═════ 抜粋本文

ヤフー卒業から3カ月、本間浩輔が最近ちょっと気になっていること
こんにちは、bizlogueです。
bizlogueメンバーであり『ヤフーの1on1』、『1on1ミーティング』の著者でもある本間浩輔が長らく勤めてきたヤフーを卒業してから3カ月余り。外部の会社の人たちと話をする機会が増えてきたことで最近、特に思っていることの一つが「1on1の前提」に関して。
ヤフーでは「社員の才能と情熱を解き放つ」をキーワードに、社員の成長を前提に1on1を実施してきました。しかし、多様性の時代を迎えた今、どうやらこの前提は必ずしも世の中の社員全てに当てはまるものではないのかも……?
そこで今回は「1on1の前提」に関して、同じくbizlogueメンバーで『1on1ミーテイング』の共著者でもある吉澤幸太と一緒に考えてみました。
「全ての社員は成長したい」という前提から1on1は始まったが……
吉澤 本間さんはとうとうと言いますか、今年の3月でヤフーを卒業ということになりました。晴れて次のステージに行っていますが、最近はどうですか? ヤフー卒業後、何か思うところなどはありますか。
本間 そうですね(笑)。一応の区切りがつきましたので、外部の色々な方たちと話をする時間も増え、場合によっては「ちょっとウチの会社で話をしてよ」というご依頼をいただくこともあるのですが、そこで一つ思ったことがありました。それは1on1の大前提なんですけど……
吉澤 1on1の大前提?
本間 ええ。僕たちはヤフーで「社員の才能と情熱を解き放つ」というものをキーワードにし、そのための一つの方法として、吉澤さんや仲間たちみんなと一緒に1on1をやってきましたよね。
吉澤 はい、その通りです。
本間 そのベースにはやはり「すべての社員は成長したいのである」という、この前提から始まったと思うんですよ。そして、これはこれで間違いではないことだと思います。でも、世の中には一時的でさえ「成長なんかしたくねぇよ」と……
吉澤 あぁ、「僕、成長とかいいですから」みたいな?
本間 ええ、「お金をもらえればいいんです」とか。場合によっては若干ズルなことをしてでもお金をもらって、休みを取って、最後は辞めて次に行けばいいと思っている人もいると思います。まあ、そこまで極端じゃないにしても、人の考え方には何か色々なグラデーションみたいな差があると思うんですね。
吉澤 そうですね、白黒どっちかじゃないみたいなものがあるかもしれないですね。

══════════
═════ エントリ一覧

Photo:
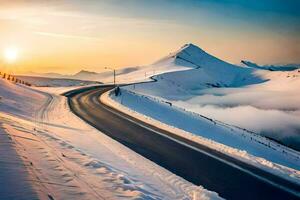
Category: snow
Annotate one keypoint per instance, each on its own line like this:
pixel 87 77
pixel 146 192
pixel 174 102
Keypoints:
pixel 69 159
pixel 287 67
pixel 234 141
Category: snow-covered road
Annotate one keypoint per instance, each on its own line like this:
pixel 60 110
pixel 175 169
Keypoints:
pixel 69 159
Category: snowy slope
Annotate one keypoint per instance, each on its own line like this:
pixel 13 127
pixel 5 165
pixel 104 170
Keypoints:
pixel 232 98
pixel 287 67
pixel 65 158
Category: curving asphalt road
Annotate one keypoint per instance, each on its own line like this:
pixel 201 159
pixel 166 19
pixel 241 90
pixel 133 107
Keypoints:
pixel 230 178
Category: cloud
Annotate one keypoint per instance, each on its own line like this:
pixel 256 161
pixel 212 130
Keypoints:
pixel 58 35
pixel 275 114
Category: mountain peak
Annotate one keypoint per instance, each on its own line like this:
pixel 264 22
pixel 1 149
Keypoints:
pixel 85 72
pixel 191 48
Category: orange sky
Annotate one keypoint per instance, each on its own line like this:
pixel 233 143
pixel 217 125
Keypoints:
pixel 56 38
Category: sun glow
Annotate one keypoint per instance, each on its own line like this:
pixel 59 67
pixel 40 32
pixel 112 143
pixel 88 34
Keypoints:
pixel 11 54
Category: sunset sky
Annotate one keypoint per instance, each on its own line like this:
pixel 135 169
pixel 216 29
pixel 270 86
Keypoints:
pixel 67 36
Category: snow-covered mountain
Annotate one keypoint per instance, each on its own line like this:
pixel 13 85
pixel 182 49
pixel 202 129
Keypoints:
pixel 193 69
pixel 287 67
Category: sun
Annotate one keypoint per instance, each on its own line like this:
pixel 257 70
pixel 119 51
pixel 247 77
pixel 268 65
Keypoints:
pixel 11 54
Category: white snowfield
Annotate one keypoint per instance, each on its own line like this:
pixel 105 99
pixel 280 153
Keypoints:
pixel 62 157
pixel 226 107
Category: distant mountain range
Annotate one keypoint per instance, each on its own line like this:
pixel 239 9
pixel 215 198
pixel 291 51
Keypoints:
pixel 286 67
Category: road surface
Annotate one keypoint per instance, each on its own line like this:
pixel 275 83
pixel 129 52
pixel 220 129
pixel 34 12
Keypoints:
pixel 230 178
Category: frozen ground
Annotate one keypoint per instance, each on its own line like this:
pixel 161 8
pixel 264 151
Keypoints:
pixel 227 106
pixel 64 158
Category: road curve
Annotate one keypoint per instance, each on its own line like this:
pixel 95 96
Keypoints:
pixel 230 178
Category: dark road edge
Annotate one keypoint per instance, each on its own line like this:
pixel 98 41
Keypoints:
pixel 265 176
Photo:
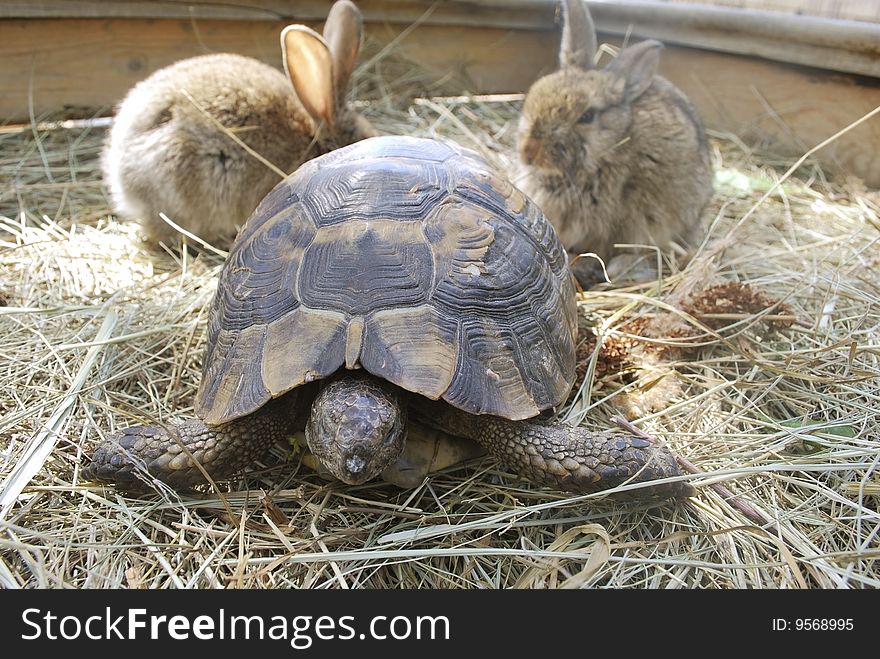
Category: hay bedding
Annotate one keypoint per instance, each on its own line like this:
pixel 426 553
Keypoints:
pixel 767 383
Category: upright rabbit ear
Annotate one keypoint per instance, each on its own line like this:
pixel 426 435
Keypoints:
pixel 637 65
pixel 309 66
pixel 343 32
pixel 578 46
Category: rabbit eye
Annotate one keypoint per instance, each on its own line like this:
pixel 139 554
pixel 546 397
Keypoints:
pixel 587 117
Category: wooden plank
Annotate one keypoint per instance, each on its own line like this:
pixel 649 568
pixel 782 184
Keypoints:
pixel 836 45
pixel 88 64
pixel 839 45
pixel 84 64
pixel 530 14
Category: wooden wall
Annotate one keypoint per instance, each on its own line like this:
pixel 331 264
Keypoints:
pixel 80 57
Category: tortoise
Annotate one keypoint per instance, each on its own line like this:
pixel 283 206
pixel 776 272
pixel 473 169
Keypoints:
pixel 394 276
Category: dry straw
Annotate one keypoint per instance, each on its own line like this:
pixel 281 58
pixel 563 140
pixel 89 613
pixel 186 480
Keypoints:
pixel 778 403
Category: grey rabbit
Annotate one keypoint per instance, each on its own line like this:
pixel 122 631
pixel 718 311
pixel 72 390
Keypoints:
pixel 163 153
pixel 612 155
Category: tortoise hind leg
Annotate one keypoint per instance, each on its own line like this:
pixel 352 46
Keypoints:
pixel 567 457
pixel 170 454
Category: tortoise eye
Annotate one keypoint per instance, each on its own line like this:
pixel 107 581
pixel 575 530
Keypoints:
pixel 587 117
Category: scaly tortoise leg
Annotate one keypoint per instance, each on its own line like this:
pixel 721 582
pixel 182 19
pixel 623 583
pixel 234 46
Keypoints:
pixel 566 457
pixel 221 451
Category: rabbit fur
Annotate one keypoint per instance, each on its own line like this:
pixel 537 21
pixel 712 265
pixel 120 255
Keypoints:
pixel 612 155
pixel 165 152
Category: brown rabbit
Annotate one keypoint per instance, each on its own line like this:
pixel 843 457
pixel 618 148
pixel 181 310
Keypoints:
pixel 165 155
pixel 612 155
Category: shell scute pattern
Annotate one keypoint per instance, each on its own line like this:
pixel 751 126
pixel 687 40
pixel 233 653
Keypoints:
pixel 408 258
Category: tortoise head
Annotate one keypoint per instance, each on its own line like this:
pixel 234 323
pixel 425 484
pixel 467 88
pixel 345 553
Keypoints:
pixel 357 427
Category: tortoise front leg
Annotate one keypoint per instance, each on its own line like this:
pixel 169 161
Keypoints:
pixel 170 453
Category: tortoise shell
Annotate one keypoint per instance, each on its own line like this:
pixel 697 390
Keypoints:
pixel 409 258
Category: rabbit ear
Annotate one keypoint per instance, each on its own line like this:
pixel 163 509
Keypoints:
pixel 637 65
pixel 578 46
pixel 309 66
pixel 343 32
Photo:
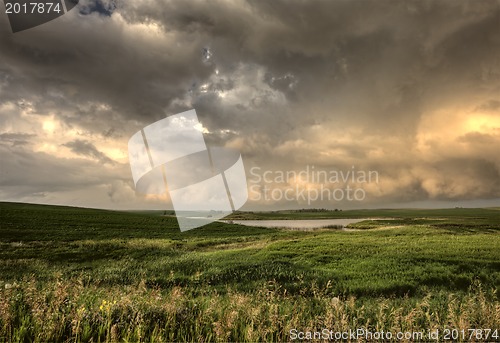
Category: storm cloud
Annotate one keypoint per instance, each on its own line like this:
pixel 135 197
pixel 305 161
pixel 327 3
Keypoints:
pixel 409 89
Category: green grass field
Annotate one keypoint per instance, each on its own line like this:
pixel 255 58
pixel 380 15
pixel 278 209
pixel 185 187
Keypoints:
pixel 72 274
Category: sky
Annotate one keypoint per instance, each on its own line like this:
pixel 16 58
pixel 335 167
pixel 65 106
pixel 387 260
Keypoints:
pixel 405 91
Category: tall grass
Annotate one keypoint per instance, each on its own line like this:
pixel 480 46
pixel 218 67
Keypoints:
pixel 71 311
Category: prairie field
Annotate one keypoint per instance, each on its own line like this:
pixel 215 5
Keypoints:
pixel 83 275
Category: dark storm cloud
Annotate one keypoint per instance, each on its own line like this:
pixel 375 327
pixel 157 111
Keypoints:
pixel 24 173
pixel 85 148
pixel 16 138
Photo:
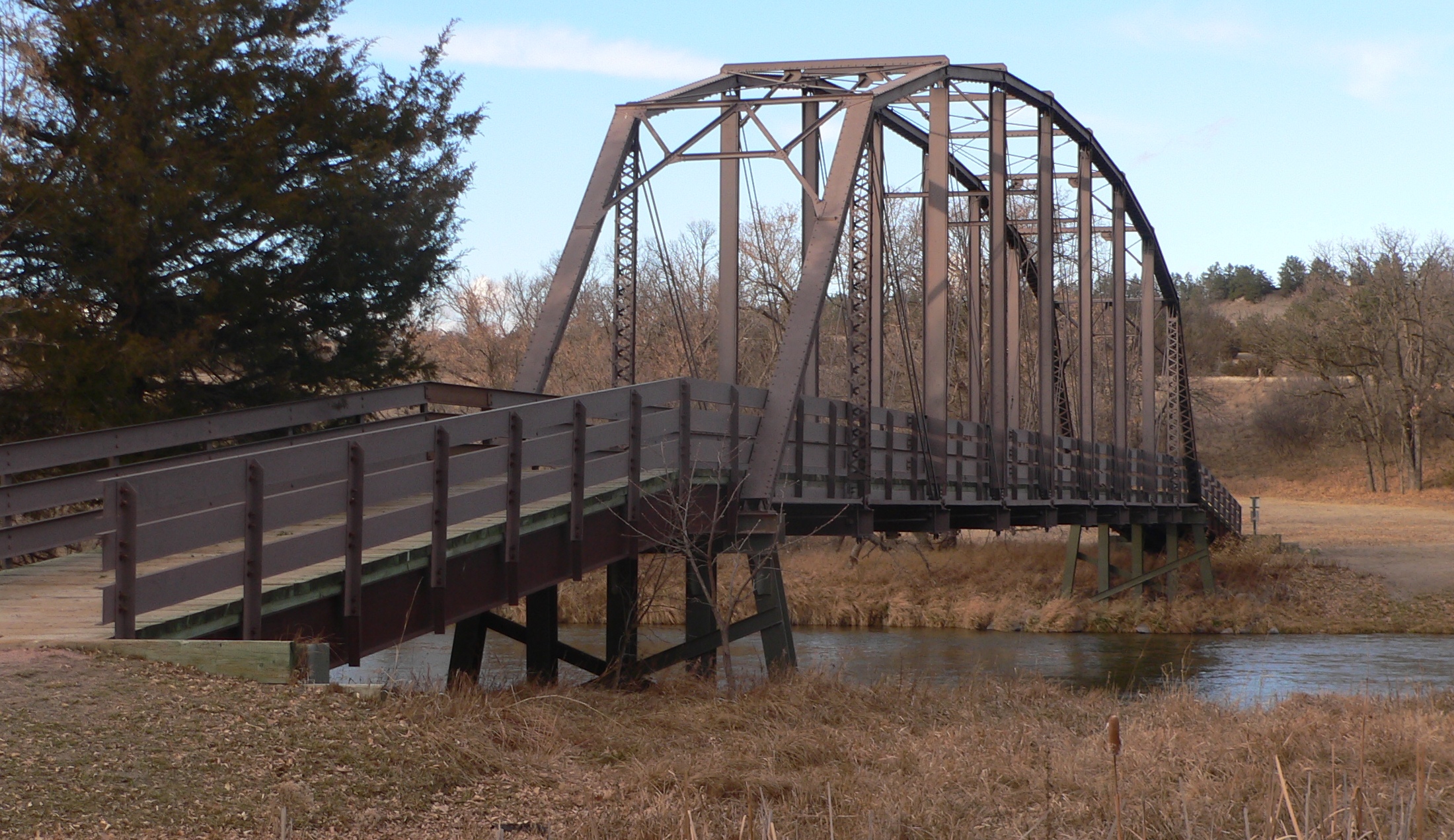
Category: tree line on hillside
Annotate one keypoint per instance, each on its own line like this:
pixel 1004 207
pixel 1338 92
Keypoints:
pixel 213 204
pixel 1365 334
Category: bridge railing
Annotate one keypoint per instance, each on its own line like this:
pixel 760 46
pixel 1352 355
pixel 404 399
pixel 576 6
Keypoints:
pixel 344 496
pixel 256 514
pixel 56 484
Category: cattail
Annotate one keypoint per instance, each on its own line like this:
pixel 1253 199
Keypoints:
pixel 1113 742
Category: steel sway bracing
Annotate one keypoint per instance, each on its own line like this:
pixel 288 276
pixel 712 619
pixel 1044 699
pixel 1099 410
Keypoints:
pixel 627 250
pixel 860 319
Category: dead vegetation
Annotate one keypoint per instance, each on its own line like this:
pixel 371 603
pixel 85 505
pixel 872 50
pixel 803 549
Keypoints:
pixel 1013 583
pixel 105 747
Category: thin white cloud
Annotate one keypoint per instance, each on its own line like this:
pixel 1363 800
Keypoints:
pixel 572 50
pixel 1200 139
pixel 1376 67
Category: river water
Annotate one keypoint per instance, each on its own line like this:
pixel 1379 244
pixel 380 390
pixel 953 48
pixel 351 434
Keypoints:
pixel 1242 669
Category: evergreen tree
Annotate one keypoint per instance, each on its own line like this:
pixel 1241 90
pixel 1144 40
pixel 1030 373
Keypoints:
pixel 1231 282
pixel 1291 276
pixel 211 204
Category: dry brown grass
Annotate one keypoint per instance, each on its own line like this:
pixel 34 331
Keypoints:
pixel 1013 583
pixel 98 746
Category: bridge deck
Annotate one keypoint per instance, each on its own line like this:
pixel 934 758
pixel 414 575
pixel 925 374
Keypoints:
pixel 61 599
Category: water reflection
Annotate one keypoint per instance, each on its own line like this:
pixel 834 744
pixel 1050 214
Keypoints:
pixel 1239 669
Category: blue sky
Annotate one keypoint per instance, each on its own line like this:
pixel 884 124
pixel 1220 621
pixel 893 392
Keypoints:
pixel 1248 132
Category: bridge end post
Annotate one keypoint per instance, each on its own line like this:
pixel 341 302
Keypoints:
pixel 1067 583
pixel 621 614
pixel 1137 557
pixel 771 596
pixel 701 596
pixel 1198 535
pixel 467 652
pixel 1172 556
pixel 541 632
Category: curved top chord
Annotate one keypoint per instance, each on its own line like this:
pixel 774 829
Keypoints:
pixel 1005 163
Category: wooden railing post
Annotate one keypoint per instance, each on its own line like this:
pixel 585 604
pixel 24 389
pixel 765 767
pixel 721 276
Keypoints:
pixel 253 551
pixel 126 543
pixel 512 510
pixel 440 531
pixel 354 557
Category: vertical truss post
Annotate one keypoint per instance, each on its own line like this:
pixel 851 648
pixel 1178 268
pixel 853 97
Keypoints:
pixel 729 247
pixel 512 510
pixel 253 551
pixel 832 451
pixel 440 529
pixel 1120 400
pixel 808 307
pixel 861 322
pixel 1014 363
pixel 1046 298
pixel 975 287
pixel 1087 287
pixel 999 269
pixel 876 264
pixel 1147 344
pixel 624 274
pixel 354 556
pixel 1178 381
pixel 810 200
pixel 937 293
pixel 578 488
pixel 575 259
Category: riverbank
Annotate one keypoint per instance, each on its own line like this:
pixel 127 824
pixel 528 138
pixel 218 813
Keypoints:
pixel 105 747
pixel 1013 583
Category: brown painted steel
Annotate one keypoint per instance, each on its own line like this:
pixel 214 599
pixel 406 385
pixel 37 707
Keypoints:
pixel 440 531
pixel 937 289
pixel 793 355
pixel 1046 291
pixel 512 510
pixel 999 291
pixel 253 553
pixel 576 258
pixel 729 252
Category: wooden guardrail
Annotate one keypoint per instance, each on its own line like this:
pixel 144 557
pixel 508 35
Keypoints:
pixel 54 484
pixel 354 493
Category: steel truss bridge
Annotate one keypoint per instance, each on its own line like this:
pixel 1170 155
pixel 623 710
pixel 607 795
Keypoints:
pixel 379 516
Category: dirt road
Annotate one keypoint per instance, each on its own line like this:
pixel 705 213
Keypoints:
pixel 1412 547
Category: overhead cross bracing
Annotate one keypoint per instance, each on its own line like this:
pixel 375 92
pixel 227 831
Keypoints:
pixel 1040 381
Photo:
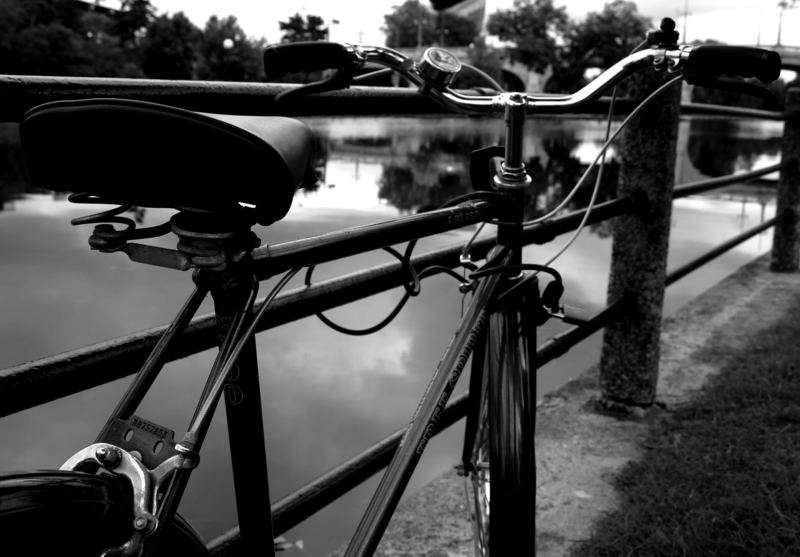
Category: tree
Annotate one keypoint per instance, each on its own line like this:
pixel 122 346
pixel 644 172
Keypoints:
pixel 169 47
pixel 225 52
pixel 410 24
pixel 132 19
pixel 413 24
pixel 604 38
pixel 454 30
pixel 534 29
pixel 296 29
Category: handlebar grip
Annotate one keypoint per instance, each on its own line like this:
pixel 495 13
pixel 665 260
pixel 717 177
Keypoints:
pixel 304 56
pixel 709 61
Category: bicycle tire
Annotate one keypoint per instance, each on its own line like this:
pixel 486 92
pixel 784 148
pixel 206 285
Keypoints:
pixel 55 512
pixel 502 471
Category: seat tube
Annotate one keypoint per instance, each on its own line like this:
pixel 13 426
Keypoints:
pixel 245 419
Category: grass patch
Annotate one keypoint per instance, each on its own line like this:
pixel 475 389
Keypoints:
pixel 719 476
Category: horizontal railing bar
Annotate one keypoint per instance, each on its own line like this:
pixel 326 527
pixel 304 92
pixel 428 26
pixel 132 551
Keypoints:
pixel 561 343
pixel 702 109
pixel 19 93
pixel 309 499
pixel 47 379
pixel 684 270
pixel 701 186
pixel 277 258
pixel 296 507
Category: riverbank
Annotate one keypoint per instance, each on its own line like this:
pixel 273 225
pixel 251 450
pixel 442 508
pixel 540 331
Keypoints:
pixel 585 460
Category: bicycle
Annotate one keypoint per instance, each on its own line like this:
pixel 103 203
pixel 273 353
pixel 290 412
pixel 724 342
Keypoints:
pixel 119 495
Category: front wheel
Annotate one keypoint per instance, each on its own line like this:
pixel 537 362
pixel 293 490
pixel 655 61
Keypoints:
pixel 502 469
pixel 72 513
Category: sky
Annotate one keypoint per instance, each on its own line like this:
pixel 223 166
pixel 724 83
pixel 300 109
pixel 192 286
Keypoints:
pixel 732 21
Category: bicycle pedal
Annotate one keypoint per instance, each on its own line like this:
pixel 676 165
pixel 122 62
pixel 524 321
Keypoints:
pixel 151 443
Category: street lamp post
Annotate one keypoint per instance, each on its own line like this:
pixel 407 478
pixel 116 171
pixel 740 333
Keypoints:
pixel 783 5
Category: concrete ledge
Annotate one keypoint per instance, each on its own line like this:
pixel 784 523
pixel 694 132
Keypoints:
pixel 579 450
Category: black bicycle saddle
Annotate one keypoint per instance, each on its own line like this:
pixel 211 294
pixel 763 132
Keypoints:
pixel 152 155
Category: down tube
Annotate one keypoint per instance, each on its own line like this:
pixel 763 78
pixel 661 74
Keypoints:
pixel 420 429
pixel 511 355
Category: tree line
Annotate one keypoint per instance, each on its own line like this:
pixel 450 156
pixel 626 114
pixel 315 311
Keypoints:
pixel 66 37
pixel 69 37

══════════

**取り組む内容**.
**a)** 1on1の前提に関する記事のうち、「本間 そうですね(笑)。一応」から「吉澤 はい、その通りです。」までの部分を一字一句違えずに再現してください。
**b)** 1on1の前提に関する記事によれば、ヤフーが社員の成長を前提に1on1を実施してきた際に掲げていたキーワードは何ですか。

**想定される回答**.
**a)**
本間 そうですね(笑)。一応の区切りがつきましたので、外部の色々な方たちと話をする時間も増え、場合によっては「ちょっとウチの会社で話をしてよ」というご依頼をいただくこともあるのですが、そこで一つ思ったことがありました。それは1on1の大前提なんですけど……
吉澤 1on1の大前提?
本間 ええ。僕たちはヤフーで「社員の才能と情熱を解き放つ」というものをキーワードにし、そのための一つの方法として、吉澤さんや仲間たちみんなと一緒に1on1をやってきましたよね。
吉澤 はい、その通りです。

**b)** 「社員の才能と情熱を解き放つ」です。